* Dataset records *
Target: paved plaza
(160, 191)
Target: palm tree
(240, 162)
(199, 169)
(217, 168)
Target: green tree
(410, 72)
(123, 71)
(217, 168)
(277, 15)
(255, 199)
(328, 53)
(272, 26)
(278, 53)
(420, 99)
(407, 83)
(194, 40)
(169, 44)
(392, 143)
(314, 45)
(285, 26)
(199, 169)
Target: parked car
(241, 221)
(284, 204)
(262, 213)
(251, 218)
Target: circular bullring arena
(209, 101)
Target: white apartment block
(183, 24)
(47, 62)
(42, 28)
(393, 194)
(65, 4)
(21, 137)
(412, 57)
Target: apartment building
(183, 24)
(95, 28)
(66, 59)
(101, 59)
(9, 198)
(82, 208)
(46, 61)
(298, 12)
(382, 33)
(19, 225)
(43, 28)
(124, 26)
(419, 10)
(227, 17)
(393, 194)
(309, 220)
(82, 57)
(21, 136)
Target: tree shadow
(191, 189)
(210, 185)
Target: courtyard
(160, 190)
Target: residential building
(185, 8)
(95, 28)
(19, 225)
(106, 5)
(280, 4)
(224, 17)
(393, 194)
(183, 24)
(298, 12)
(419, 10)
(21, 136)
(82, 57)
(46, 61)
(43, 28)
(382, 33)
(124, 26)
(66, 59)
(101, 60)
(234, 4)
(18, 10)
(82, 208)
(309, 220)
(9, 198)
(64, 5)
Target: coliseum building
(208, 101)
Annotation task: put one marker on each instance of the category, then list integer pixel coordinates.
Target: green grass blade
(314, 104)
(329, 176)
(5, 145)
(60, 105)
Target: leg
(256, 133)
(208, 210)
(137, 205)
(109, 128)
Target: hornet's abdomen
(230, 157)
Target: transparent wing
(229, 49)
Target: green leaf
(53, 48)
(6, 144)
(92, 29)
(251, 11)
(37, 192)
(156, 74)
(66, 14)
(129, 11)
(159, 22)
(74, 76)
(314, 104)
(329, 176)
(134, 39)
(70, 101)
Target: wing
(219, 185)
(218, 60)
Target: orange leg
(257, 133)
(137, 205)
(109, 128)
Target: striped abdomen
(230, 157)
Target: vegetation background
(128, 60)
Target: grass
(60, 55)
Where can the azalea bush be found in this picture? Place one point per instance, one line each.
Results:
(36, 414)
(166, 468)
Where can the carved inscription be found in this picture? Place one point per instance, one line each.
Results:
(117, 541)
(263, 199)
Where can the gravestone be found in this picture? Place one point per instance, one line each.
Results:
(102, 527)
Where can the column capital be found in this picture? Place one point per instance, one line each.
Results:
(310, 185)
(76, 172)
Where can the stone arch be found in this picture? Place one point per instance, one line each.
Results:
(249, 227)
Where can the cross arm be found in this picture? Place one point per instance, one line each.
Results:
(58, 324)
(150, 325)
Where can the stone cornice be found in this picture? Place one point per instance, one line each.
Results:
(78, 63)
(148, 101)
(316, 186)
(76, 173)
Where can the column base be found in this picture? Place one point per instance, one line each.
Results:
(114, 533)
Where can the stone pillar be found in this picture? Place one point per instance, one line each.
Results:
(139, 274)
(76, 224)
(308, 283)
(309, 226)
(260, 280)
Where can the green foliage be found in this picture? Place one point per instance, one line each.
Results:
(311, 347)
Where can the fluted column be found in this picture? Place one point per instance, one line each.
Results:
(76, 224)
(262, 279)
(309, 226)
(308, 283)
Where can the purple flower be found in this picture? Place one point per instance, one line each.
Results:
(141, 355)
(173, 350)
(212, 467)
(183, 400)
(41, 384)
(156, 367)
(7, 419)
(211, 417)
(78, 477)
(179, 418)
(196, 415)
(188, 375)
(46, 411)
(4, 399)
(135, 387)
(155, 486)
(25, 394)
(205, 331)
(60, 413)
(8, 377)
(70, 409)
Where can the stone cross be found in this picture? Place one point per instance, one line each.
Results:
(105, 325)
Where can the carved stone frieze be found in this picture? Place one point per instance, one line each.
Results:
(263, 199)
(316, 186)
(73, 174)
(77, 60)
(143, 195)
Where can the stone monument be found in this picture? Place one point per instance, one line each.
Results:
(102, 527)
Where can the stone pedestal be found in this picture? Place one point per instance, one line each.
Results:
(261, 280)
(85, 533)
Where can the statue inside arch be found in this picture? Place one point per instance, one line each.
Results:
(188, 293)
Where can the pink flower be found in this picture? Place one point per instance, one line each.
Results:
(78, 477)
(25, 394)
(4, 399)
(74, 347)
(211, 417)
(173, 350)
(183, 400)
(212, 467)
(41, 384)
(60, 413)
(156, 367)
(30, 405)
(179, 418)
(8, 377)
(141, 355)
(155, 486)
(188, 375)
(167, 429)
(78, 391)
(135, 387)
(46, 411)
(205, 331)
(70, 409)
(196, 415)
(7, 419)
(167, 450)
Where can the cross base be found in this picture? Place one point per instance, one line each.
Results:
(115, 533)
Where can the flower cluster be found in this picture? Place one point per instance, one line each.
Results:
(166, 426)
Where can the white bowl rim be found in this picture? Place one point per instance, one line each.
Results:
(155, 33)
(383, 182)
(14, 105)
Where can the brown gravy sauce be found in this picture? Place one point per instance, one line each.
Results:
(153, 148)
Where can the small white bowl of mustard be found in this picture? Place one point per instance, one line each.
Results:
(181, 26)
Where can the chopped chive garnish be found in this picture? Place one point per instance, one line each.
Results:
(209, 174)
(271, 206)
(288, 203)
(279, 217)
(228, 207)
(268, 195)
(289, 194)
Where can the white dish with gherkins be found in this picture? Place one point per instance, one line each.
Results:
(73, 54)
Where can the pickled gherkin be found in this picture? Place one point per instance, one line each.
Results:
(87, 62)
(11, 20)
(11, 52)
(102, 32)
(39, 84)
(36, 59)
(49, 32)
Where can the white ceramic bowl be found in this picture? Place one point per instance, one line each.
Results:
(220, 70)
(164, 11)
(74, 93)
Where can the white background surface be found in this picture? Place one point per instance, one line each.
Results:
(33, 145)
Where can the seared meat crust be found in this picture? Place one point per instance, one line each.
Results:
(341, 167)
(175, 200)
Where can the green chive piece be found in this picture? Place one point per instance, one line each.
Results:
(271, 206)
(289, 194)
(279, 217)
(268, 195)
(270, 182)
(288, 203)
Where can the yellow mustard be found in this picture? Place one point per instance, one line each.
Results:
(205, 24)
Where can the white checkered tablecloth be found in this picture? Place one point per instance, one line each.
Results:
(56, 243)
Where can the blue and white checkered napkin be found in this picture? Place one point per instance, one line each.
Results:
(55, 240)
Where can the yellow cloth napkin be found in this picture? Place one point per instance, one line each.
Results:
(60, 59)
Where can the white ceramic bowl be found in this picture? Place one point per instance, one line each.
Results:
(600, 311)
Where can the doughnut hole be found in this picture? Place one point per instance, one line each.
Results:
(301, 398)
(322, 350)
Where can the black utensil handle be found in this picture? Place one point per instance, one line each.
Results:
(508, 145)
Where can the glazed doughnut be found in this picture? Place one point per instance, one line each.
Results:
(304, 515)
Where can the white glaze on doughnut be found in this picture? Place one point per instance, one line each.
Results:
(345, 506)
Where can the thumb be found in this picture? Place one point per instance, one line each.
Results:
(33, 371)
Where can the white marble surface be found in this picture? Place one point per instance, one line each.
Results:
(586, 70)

* The task *
Once you have read the entries, reproduce each one exactly.

* Solution for this task *
Target: paved plaza
(160, 191)
Target: palm tree
(240, 162)
(199, 169)
(217, 168)
Target: green tree
(410, 72)
(123, 71)
(217, 168)
(277, 15)
(255, 199)
(328, 53)
(272, 26)
(278, 53)
(420, 99)
(407, 83)
(194, 40)
(169, 44)
(392, 143)
(314, 45)
(285, 26)
(199, 169)
Target: parked car
(241, 221)
(284, 204)
(262, 213)
(251, 218)
Target: circular bullring arena
(209, 101)
Target: white apartment block
(183, 24)
(47, 62)
(42, 28)
(393, 194)
(65, 4)
(21, 137)
(412, 57)
Target: apartment building
(183, 24)
(95, 28)
(66, 59)
(101, 59)
(9, 198)
(82, 208)
(46, 61)
(298, 12)
(382, 33)
(19, 225)
(43, 28)
(124, 26)
(419, 10)
(227, 17)
(393, 194)
(309, 220)
(82, 57)
(21, 136)
Target: tree shadow
(191, 189)
(210, 185)
Target: courtyard
(160, 190)
Target: residential building
(185, 8)
(95, 28)
(19, 225)
(106, 5)
(280, 4)
(224, 17)
(393, 194)
(183, 24)
(298, 12)
(419, 10)
(21, 136)
(82, 57)
(46, 61)
(43, 28)
(382, 33)
(124, 26)
(66, 59)
(101, 60)
(234, 4)
(18, 10)
(82, 208)
(309, 220)
(9, 198)
(64, 5)
Target: coliseum building
(208, 101)
Annotation task: put one marker on each instance of the category, then list integer pixel coordinates.
Target: green grass blade
(314, 104)
(329, 176)
(5, 145)
(60, 105)
Target: leg
(256, 133)
(208, 210)
(137, 205)
(109, 128)
Target: hornet's abdomen
(230, 157)
Target: transparent wing
(229, 49)
Target: green leaf
(53, 48)
(6, 144)
(92, 29)
(251, 11)
(37, 192)
(156, 74)
(66, 14)
(129, 11)
(159, 22)
(74, 76)
(314, 104)
(329, 176)
(134, 39)
(70, 101)
Target: wing
(219, 185)
(218, 60)
Target: orange leg
(257, 133)
(137, 205)
(109, 128)
Target: striped abdomen
(230, 157)
Target: vegetation background
(128, 60)
Target: grass
(60, 55)
Where can the azalea bush be found in this picture? Place one point per instance, one line each.
Results:
(36, 414)
(166, 468)
Where can the carved inscription be found in this picture? Place one point per instance, one line each.
Results:
(117, 541)
(263, 199)
Where can the gravestone be found in this picture? Place one point per instance, one line each.
Results:
(102, 527)
Where can the column capital be found in this picture? Place one point per instance, one line each.
Results:
(310, 185)
(76, 172)
Where can the stone arch be found in this picture? Place one point per instance, one line each.
Results:
(249, 227)
Where can the cross arm be found in this picture? Place one point per instance, one line each.
Results:
(58, 324)
(150, 325)
Where can the stone cornice be found in this picture? Place one point per instance, one line each.
Results:
(78, 63)
(148, 101)
(316, 186)
(76, 173)
Where can the column base be found in this picture? Place one point per instance, one line each.
Results:
(114, 533)
Where can the stone pillar be found in this picture? Place one point per instance, one line each.
Results:
(139, 274)
(76, 224)
(308, 283)
(309, 226)
(260, 280)
Where can the green foliage be found in this picture? Place one point per instance, one line each.
Results:
(311, 347)
Where can the fluted column be found in this picture? Place one point per instance, one line each.
Results:
(76, 224)
(262, 279)
(309, 226)
(308, 283)
Where can the purple flower be found in this picture? Place one point per instance, one line each.
Results:
(141, 355)
(173, 350)
(212, 467)
(183, 400)
(41, 384)
(156, 367)
(7, 419)
(211, 417)
(78, 477)
(179, 418)
(196, 415)
(188, 375)
(46, 411)
(4, 399)
(135, 387)
(155, 486)
(25, 394)
(205, 331)
(60, 413)
(8, 377)
(70, 409)
Where can the stone cross be found in this picture? Place one point per instance, one line each.
Results:
(105, 325)
Where can the carved stone frieze be found in this picture? Place one point per instance, one line each.
Results:
(263, 199)
(316, 186)
(73, 174)
(77, 60)
(143, 195)
Where can the stone monument be found in this picture? Place one point per instance, one line each.
Results:
(102, 527)
Where can the stone pedestal be found in this picture? Place one point per instance, one line each.
Results:
(261, 280)
(85, 533)
Where can the statue inside arch be found in this picture? Place one point per instance, one line each.
Results:
(188, 293)
Where can the pink flower be found in this picture? Place one point per instance, one line each.
Results:
(78, 477)
(25, 394)
(4, 399)
(74, 347)
(211, 417)
(173, 350)
(183, 400)
(212, 467)
(41, 384)
(60, 413)
(156, 367)
(30, 405)
(179, 418)
(8, 377)
(141, 355)
(155, 486)
(188, 375)
(167, 429)
(78, 391)
(135, 387)
(46, 411)
(205, 331)
(70, 409)
(196, 415)
(7, 419)
(167, 450)
Where can the cross base be found in this picture? Place one point per instance, one line each.
Results:
(115, 533)
Where can the flower cluster be found in this picture? Place one point per instance, one line each.
Results:
(166, 426)
Where can the white bowl rim be found in this picture? Place one point per instance, one line each.
Results:
(155, 33)
(383, 182)
(14, 105)
Where can the brown gravy sauce be found in this picture? Place one point per instance, one line each.
Results:
(153, 148)
Where can the small white bowl of mustard be found in this picture? Place one point per instance, one line each.
Results:
(181, 26)
Where can the chopped chive garnish be found in this picture? Place one point per instance, one line each.
Results:
(209, 174)
(271, 206)
(288, 203)
(279, 217)
(228, 207)
(268, 195)
(289, 194)
Where can the white dish with gherkins be found in this picture? Place one point per instance, one line each.
Results:
(73, 54)
Where can the pickled gherkin be found in this picture? Place one point per instance, one line each.
Results:
(87, 62)
(11, 20)
(11, 52)
(102, 32)
(39, 84)
(36, 59)
(49, 32)
Where can the white ceramic bowl be found in this picture? Place one point per instance, one line each.
Results:
(220, 70)
(164, 11)
(74, 93)
Where can the white background surface be found in this picture? Place one point per instance, one line each.
Results:
(33, 145)
Where can the seared meat crust be found in this picture? Place one point per instance, one line each.
Results:
(341, 167)
(175, 200)
Where can the green chive piece be found in this picture? Place one point per instance, one line each.
Results:
(271, 206)
(289, 194)
(279, 217)
(268, 195)
(270, 182)
(288, 203)
Where can the yellow mustard be found in this picture? Place one point per instance, one line each.
Results:
(205, 24)
Where can the white checkered tablecloth be found in this picture? Place one point per instance, one line each.
Results:
(56, 243)
Where can the blue and white checkered napkin be found in this picture? Place one point per instance, one line each.
Results:
(55, 240)
Where can the yellow cloth napkin be found in this picture? Place one point per instance, one line each.
Results:
(60, 59)
Where can the white ceramic bowl be found in this picture? Place one point per instance, one line each.
Results:
(600, 311)
Where can the doughnut hole be found in this picture? Place one point per instance, one line each.
Results:
(301, 398)
(322, 350)
Where can the black utensil handle be found in this picture? Place one point per instance, one line each.
Results:
(508, 145)
Where can the glazed doughnut be found in this picture? Place one point per instance, one line each.
Results:
(304, 515)
Where can the white glaze on doughnut be found in this picture? Place one point per instance, one line each.
Results:
(345, 506)
Where can the thumb be found in this picture? Place one point per instance, one line each.
Results:
(33, 371)
Where can the white marble surface be found in this picture? Place one point per instance, one line each.
Results:
(586, 70)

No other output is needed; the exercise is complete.